Data shown:
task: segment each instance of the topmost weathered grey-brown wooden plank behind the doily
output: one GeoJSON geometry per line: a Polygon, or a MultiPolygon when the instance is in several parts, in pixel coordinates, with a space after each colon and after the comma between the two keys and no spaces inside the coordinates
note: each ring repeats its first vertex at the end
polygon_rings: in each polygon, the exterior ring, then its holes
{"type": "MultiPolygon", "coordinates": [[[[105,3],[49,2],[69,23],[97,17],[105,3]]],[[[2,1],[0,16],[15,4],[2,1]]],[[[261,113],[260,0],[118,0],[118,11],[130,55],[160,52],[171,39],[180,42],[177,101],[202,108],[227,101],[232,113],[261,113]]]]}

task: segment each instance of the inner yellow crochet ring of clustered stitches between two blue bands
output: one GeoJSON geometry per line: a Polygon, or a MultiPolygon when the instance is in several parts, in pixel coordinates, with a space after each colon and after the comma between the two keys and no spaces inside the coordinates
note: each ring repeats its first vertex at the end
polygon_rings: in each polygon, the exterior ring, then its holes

What is needed: The records above need to be returned in full, with nothing altered.

Finished task:
task: segment each instance of the topmost weathered grey-brown wooden plank behind the doily
output: one GeoJSON geometry per line: a Polygon, or a MultiPolygon when the instance is in several parts, in pixel coordinates, with a space after each colon and after the comma between the two keys and no spaces inside the coordinates
note: each ring repeats its first vertex at the end
polygon_rings: in each polygon, the exterior ring, then its holes
{"type": "MultiPolygon", "coordinates": [[[[105,3],[49,2],[69,23],[97,17],[105,3]]],[[[2,1],[0,16],[15,4],[2,1]]],[[[261,113],[260,0],[118,0],[118,11],[130,55],[160,52],[171,39],[180,42],[177,101],[202,108],[227,101],[232,113],[261,113]]]]}

task: segment each instance of the inner yellow crochet ring of clustered stitches between two blue bands
output: one GeoJSON geometry per line: a Polygon, or a MultiPolygon when the instance is in several parts, in pixel coordinates, with a space after each colon and after the comma between the two keys and no spaces inside the coordinates
note: each ring repeats its first vertex at the end
polygon_rings: in each polygon, the exterior ring, then its holes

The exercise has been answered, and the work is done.